(Segmentation labeling rows)
****************

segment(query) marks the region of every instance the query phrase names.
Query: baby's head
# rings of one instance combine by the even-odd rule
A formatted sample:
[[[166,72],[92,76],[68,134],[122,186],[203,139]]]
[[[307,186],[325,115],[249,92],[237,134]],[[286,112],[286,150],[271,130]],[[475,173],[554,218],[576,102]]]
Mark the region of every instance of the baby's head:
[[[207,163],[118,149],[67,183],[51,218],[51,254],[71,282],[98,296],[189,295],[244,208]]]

****************

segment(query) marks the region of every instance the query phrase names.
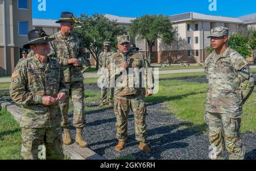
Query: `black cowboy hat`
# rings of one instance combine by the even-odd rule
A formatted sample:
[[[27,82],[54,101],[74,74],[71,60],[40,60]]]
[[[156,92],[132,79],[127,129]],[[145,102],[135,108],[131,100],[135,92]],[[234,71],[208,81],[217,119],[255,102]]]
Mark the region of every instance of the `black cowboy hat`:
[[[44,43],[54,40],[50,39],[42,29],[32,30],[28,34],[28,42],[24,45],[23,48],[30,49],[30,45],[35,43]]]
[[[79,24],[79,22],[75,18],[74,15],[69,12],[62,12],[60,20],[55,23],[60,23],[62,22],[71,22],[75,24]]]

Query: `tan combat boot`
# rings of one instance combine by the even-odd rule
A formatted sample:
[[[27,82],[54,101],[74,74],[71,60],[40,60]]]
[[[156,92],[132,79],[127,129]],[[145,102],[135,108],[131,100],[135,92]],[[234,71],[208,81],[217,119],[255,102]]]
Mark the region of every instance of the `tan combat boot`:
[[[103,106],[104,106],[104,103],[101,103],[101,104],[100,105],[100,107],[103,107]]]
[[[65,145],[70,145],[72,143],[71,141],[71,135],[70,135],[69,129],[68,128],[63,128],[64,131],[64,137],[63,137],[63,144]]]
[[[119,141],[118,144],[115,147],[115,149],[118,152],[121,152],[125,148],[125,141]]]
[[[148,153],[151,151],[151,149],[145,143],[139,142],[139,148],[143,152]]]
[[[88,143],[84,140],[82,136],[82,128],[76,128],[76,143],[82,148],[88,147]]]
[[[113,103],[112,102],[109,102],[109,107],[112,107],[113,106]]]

****************

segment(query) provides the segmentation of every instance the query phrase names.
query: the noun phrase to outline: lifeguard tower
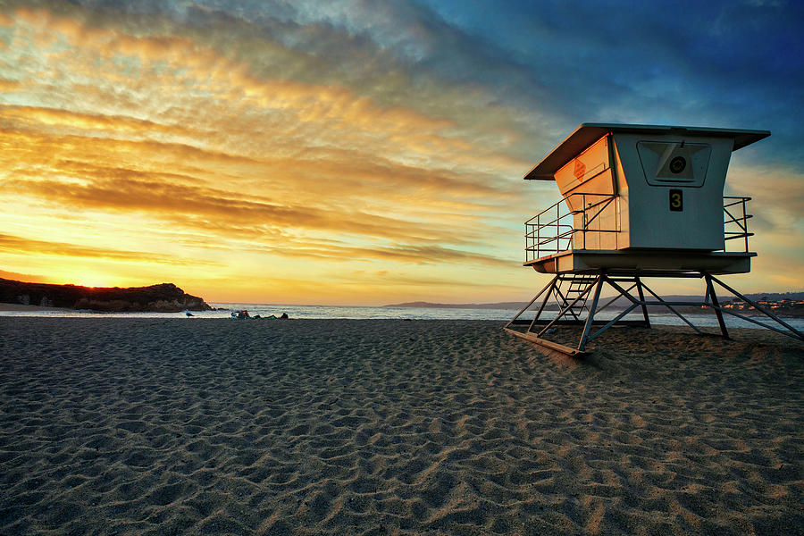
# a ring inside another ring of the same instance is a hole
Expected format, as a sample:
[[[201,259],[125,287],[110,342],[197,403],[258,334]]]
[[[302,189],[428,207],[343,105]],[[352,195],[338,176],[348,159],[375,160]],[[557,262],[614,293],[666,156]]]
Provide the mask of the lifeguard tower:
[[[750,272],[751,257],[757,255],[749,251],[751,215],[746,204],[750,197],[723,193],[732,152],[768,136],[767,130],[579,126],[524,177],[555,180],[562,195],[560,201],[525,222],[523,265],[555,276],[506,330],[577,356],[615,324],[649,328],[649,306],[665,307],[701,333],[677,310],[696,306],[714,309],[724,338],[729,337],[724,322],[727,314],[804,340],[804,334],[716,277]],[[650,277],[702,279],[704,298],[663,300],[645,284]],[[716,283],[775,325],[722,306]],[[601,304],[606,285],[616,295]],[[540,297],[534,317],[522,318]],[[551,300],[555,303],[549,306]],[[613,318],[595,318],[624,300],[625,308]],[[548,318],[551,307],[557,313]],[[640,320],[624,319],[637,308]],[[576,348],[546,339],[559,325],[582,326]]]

****************

__SET PROBLEM__: Turn the lines from the one containing "segment(query) provides the" up to and including the one containing "Provide the mask" into a numbered list, skipping any blank lines. Leave the picture out.

__RESPONSE__:
1. segment(query) provides the segmentation of every instance the query phrase names.
2. query: the noun phrase to outline: lifeguard tower
3. # a ring inside another ring of the same instance is a hole
4. Expected format, as a sample:
5. [[[201,259],[125,287],[110,342],[197,403],[258,334]]]
6. [[[302,189],[428,207],[343,105]],[[352,195],[338,176],[348,159],[375,160]],[[557,262],[614,293],[666,156]]]
7. Provide the mask of the lifeguard tower:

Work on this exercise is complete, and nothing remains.